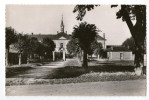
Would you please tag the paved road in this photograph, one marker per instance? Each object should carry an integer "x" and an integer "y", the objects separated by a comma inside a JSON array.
[{"x": 121, "y": 88}]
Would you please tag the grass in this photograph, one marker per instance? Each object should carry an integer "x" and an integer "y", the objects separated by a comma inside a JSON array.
[
  {"x": 89, "y": 77},
  {"x": 97, "y": 71}
]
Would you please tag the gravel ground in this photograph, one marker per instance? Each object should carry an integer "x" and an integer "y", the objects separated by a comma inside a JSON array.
[{"x": 111, "y": 88}]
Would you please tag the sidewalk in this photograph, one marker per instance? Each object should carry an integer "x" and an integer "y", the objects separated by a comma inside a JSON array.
[{"x": 111, "y": 88}]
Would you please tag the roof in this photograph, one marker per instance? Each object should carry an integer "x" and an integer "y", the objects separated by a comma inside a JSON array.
[
  {"x": 52, "y": 37},
  {"x": 100, "y": 38},
  {"x": 117, "y": 49},
  {"x": 12, "y": 49}
]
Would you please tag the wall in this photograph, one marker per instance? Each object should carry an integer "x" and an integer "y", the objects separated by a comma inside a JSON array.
[
  {"x": 116, "y": 55},
  {"x": 102, "y": 42}
]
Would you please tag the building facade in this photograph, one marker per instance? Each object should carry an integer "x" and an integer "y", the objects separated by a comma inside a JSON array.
[{"x": 119, "y": 53}]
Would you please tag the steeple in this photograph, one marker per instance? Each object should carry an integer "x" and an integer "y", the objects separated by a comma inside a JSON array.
[{"x": 62, "y": 25}]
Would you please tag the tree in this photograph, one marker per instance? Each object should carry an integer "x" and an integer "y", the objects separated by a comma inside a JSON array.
[
  {"x": 85, "y": 33},
  {"x": 137, "y": 30},
  {"x": 10, "y": 39}
]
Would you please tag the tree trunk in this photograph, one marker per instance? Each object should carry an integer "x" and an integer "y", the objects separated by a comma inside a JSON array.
[
  {"x": 7, "y": 57},
  {"x": 85, "y": 64},
  {"x": 139, "y": 58},
  {"x": 20, "y": 57}
]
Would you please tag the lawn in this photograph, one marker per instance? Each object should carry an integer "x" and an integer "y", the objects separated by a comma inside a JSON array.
[{"x": 97, "y": 71}]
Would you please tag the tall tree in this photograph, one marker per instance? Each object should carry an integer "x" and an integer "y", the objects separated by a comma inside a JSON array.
[
  {"x": 10, "y": 39},
  {"x": 86, "y": 34},
  {"x": 137, "y": 30}
]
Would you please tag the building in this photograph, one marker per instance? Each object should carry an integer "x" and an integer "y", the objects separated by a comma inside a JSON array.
[
  {"x": 118, "y": 53},
  {"x": 62, "y": 38}
]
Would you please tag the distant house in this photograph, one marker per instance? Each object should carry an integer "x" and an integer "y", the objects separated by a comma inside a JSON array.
[
  {"x": 118, "y": 53},
  {"x": 61, "y": 39}
]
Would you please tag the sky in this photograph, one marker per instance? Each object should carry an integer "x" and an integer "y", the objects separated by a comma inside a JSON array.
[{"x": 46, "y": 19}]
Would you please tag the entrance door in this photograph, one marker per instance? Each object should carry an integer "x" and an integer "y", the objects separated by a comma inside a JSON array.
[{"x": 121, "y": 56}]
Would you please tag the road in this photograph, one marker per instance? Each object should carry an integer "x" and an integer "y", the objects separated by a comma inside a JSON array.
[{"x": 111, "y": 88}]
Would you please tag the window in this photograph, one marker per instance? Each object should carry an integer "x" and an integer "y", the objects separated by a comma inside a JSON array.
[
  {"x": 121, "y": 55},
  {"x": 61, "y": 45}
]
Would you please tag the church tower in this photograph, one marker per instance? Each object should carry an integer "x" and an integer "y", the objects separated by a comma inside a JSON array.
[{"x": 62, "y": 25}]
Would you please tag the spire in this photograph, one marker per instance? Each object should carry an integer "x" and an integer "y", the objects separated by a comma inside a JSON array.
[{"x": 62, "y": 24}]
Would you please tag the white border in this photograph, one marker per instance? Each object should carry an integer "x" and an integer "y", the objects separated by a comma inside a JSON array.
[{"x": 46, "y": 2}]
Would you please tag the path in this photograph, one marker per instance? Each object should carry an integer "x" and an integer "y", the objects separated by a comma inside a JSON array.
[{"x": 112, "y": 88}]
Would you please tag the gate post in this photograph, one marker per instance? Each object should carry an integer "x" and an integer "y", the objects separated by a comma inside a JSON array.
[{"x": 64, "y": 58}]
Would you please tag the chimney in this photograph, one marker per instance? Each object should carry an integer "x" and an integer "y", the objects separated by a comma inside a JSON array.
[{"x": 104, "y": 41}]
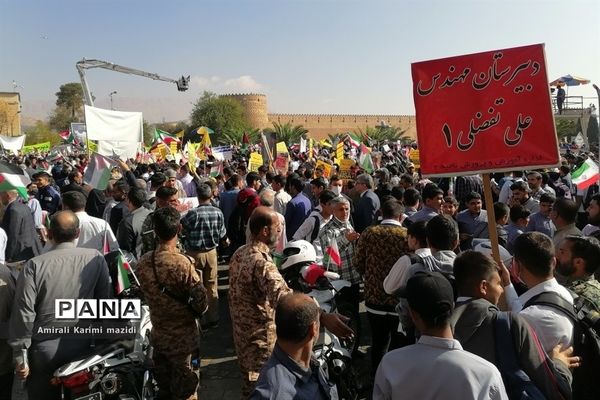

◆ REQUIRED WORK ◆
Repeat the material above exactly, so that every entry appears but no picture does.

◆ EXERCISE SOLUTION ◆
Would you please tag the paved road in this photograph, one marker per instance? Each object should carry an integer "x" and an integer "y", the objects separated by a comma inside a JSON array.
[{"x": 121, "y": 88}]
Would you please tag the grass in this photograph, one marker per instance? Each object should carry an integer "x" and an integer "y", the objects separated by a comma inside a JSON array.
[
  {"x": 89, "y": 77},
  {"x": 97, "y": 71}
]
Would you please tag the gravel ground in this photograph, one marker per instance? Each object should carry an integer "x" and an integer "y", the objects separated by a comma inside a JSON array.
[{"x": 111, "y": 88}]
Would you please tag the sidewalk in this photograph, one marker per instance? Each object should carry an integer "x" and an integer "y", the objects separated by a comma inside a JSON array.
[{"x": 111, "y": 88}]
Would you please tag the roof in this photograph, one marker per instance? Each object should carry an integer "x" and an integer "y", the objects separated by a comma inside a JSON array.
[
  {"x": 52, "y": 37},
  {"x": 100, "y": 38},
  {"x": 117, "y": 49},
  {"x": 12, "y": 49}
]
Would you please tag the wall in this photograph, one marker per instance? Each object should carry an integer "x" and an integer "y", the objects separated by a comma inside a JSON array.
[
  {"x": 116, "y": 55},
  {"x": 102, "y": 42}
]
Would you please tag the building facade in this photograph, one marker per instance? Each object should carry an integer "x" and an integer "y", the objects separated by a comma inside a JSON array.
[{"x": 119, "y": 53}]
Would you please tag the steeple in this photograph, one marker per instance? Each object should carry an integer "x" and an integer "y", the objects separated by a comma inside a JSON array.
[{"x": 62, "y": 25}]
Would you please tag the tree in this photograph, one marker per instance? Each object should carry an integer "x" and an integer "y", the objects separated by a comma inside a JSON array.
[
  {"x": 85, "y": 33},
  {"x": 137, "y": 30},
  {"x": 10, "y": 39}
]
Would you please tag the tree trunk in this photograph, one marker per instance? Each object should carry an integer "x" and an integer "y", the objects separated by a comma inside a JSON array.
[
  {"x": 7, "y": 57},
  {"x": 85, "y": 64},
  {"x": 139, "y": 58},
  {"x": 20, "y": 57}
]
Would you please tag the lawn in this photograph, one marker per instance? Each object should carry an integer "x" and an integer "y", the objects separated by a comma inside a JSON array.
[{"x": 97, "y": 71}]
Would you please tag the tall tree in this photograph, one marker per instance? Each object should carry an integer "x" and an integer "y", the objects separated by a comma inside a JSON array.
[
  {"x": 10, "y": 39},
  {"x": 86, "y": 34},
  {"x": 137, "y": 30}
]
Would you please tag the building in this photograph, one marker per instance? Each object should carry an integer "x" and an integer "y", the objects separated by a comma inside a JSON array.
[
  {"x": 118, "y": 53},
  {"x": 62, "y": 38}
]
Would you please tag the distant house in this photograph, one marker per instance? Each object should carry an integer "x" and an integer "y", the objects separated by a comma inside a JSON array.
[
  {"x": 118, "y": 53},
  {"x": 61, "y": 39}
]
Would you please tag the sky in this photograph, one marker per instance? Each object should carry an integer "x" and an integer "y", the objects separated by a comma inside a JSON array.
[{"x": 46, "y": 19}]
Would you please tag the entrance door in this photograph, one marker per instance? Each object should carry an integer "x" and an integer "y", the objects separated by a comma inside a JSON array.
[{"x": 121, "y": 56}]
Would you please tag the road in this photograph, one marker per instance? Each object should carry an integer "x" and an integer "y", the objects separated by a comma inside a JSON array.
[{"x": 111, "y": 88}]
Would you please tag the window in this photograph, one marker per instance? Each object should carry an integer "x" and an integer "y", the objects separated by a comma inside a JSON array.
[
  {"x": 121, "y": 55},
  {"x": 61, "y": 45}
]
Would you please tag the church tower in this photograph, one marker per instance? Each object should carry an integer "x" and an integer "y", the objects separated by a comma inside a JSON array.
[{"x": 62, "y": 25}]
Would you please tag the spire in this photograph, one marker per instance? Each object should carry an integer "x" and an integer "y", the objects separated by a comma inside a JSON array.
[{"x": 62, "y": 24}]
Would you please tag the white border in this photograph, one marker per instance? Each object should carry an integer "x" and an integer "y", the objects separated by a comma inside a JSON array.
[{"x": 46, "y": 2}]
Would you please tag the path in this photograph, one marker per instance? Each object should carry an integer "x" and an integer "y", the objects separated by a comma inside a JSON array.
[{"x": 112, "y": 88}]
Would you please tag the gate post in this photograph, one marker per instance? Each object should carry an integer "x" and an integer "y", the objects separated by a comma inside a JSON array.
[{"x": 64, "y": 58}]
Would you please tag the chimney in this photograph, one marker per instance? Each object should carry an integer "x" and an integer "y", the objects separated by a comma inside a JSON array.
[{"x": 104, "y": 41}]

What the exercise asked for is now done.